* PROVIDED INFORMATION
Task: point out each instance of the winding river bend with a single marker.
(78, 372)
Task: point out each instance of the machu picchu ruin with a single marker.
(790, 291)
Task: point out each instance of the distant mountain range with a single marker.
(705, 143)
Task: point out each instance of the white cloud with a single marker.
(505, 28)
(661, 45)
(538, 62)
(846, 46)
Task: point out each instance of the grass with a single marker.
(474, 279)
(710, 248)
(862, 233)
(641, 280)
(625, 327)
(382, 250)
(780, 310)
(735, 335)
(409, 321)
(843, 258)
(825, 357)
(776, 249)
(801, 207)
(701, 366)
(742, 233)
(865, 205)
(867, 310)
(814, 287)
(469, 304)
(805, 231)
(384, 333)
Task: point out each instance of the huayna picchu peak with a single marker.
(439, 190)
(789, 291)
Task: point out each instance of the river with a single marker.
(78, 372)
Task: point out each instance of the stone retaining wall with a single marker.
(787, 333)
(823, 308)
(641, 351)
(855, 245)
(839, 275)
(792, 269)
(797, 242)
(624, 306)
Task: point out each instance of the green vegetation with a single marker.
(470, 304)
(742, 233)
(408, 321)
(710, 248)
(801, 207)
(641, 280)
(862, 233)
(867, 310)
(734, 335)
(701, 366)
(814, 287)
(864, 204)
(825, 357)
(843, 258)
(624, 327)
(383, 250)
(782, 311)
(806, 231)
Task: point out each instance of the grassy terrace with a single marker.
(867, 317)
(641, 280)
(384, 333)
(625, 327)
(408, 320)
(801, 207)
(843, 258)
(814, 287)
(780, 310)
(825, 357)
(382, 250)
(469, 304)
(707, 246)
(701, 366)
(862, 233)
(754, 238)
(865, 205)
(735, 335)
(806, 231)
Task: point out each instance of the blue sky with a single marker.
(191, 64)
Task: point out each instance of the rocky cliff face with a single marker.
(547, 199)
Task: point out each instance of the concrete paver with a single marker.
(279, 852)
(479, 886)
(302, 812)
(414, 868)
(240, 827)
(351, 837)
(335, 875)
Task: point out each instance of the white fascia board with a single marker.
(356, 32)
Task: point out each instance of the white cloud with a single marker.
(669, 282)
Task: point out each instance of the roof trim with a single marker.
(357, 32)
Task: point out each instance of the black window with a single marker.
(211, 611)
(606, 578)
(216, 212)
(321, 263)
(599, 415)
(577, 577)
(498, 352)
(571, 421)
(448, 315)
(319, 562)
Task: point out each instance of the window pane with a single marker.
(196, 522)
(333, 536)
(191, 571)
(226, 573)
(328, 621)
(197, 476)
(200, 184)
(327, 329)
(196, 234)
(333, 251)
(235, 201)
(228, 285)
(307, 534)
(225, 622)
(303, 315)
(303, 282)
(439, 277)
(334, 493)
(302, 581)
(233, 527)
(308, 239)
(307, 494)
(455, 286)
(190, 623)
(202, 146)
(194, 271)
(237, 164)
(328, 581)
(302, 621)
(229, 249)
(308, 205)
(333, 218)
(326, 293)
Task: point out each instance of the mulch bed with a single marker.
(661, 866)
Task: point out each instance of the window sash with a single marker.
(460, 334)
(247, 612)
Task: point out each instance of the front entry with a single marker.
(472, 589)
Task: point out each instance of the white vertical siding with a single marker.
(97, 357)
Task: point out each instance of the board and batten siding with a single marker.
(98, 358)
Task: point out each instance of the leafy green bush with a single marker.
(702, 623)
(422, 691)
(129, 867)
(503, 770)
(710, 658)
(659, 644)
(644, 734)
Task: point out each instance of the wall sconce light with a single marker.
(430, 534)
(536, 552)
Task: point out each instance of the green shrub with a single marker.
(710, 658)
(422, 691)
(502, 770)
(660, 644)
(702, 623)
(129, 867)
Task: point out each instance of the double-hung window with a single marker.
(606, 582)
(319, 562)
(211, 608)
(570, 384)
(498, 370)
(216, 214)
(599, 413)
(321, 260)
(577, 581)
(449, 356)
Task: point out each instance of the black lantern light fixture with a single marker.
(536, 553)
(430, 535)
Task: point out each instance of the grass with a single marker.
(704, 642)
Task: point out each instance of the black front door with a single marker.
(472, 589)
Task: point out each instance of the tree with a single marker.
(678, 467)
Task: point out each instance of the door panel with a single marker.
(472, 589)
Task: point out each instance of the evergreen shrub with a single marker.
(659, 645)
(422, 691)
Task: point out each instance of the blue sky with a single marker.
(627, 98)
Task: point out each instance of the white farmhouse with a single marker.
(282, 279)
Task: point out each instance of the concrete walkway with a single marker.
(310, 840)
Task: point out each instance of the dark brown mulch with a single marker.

* EXERCISE TASK
Your task is to output all of the data above word for word.

* COMPLETED TASK
Task: point out each instance of the winding river bend with a single marker.
(78, 372)
Task: point out each instance of the machu picchu ruin with a single marker.
(790, 291)
Task: point out each instance of the distant mountain range with a single marker.
(705, 143)
Task: point out each instance of the white cloud with a single marker.
(505, 28)
(661, 45)
(538, 62)
(846, 46)
Task: point out each instance of the grass with a single marker.
(474, 279)
(710, 248)
(862, 233)
(641, 280)
(625, 327)
(382, 250)
(780, 310)
(735, 335)
(409, 321)
(843, 258)
(825, 357)
(776, 249)
(801, 207)
(701, 366)
(742, 233)
(865, 205)
(867, 310)
(814, 287)
(469, 304)
(805, 231)
(384, 333)
Task: point out each instance of the huayna picchu peak with a single marker.
(439, 190)
(789, 291)
Task: point out each instance of the river with a single marker.
(78, 372)
Task: point out each instance of the stone retaining wall with a single marker.
(787, 333)
(823, 308)
(641, 351)
(855, 245)
(839, 275)
(792, 269)
(797, 242)
(624, 306)
Task: point out each instance of the green vegetation with a single marker.
(470, 304)
(742, 233)
(408, 321)
(710, 248)
(801, 207)
(641, 280)
(862, 233)
(867, 310)
(734, 335)
(701, 366)
(814, 287)
(864, 204)
(825, 357)
(843, 258)
(624, 327)
(383, 250)
(782, 311)
(806, 231)
Task: point out each instance of the grassy terrace with a single marker.
(867, 317)
(641, 280)
(384, 333)
(625, 327)
(408, 320)
(801, 207)
(843, 258)
(814, 287)
(780, 310)
(825, 357)
(382, 250)
(469, 304)
(707, 246)
(701, 366)
(862, 233)
(754, 238)
(865, 205)
(735, 335)
(806, 231)
Task: point out each instance of the blue sky with a single marker.
(191, 64)
Task: point out each instance of the rocky cliff face with a single marker.
(547, 199)
Task: point out each instance of the concrete paver with a single marker.
(279, 852)
(479, 886)
(302, 812)
(414, 868)
(240, 827)
(351, 837)
(335, 875)
Task: point out each instance of the white fascia board with a single marker.
(356, 32)
Task: point out each instance of the white cloud with a single marker.
(669, 282)
Task: point out each instance of the roof trim with a single marker.
(357, 32)
Task: point out each instance of the black window with a single marker.
(211, 611)
(606, 578)
(216, 212)
(321, 263)
(599, 415)
(577, 577)
(498, 352)
(571, 421)
(448, 315)
(319, 562)
Task: point out each instance of the window pane with a single marker.
(196, 522)
(333, 536)
(191, 571)
(226, 573)
(328, 621)
(197, 476)
(200, 184)
(327, 329)
(196, 234)
(333, 251)
(235, 201)
(228, 285)
(307, 534)
(225, 622)
(303, 315)
(303, 282)
(439, 277)
(334, 493)
(302, 581)
(233, 527)
(308, 239)
(307, 494)
(455, 286)
(190, 623)
(202, 146)
(194, 271)
(237, 164)
(328, 581)
(302, 621)
(229, 249)
(308, 205)
(333, 218)
(326, 293)
Task: point out each instance of the mulch bed with a single marker.
(661, 866)
Task: point out each instance of the window sash with a single marker.
(460, 334)
(247, 612)
Task: point out each instance of the front entry with a single marker.
(472, 589)
Task: point out each instance of the white vertical siding with a single marker.
(97, 357)
Task: point out each instance of the board and batten siding with a single marker.
(98, 358)
Task: point out each instance of the leafy green bush with a single marker.
(702, 623)
(422, 691)
(129, 867)
(503, 770)
(710, 658)
(659, 644)
(644, 734)
Task: point out each instance of the wall sconce light with a single marker.
(430, 534)
(536, 552)
Task: point out each instance of the green shrub with a single marker.
(710, 658)
(422, 691)
(502, 770)
(660, 644)
(702, 623)
(129, 867)
Task: point out each instance of the double-hung window with a single marker.
(606, 582)
(319, 562)
(211, 608)
(570, 384)
(498, 370)
(216, 214)
(599, 413)
(321, 260)
(577, 581)
(449, 356)
Task: point out each instance of the black lantern light fixture with a single marker.
(536, 553)
(430, 535)
Task: point out each instance of the grass with a single marker.
(704, 642)
Task: point out each instance of the black front door with a single marker.
(472, 589)
Task: point out each instance of the tree with a single marker.
(678, 467)
Task: point out each instance of the door panel with a single marker.
(472, 589)
Task: point out each instance of the evergreen shrub with a single marker.
(659, 645)
(422, 691)
Task: point out each instance of the blue sky with a single marker.
(627, 98)
Task: point out each instance of the white farmhouse with a single marker.
(282, 279)
Task: point out each instance of the concrete walkway with a single marker.
(310, 840)
Task: point out each instance of the dark brown mulch with a single marker.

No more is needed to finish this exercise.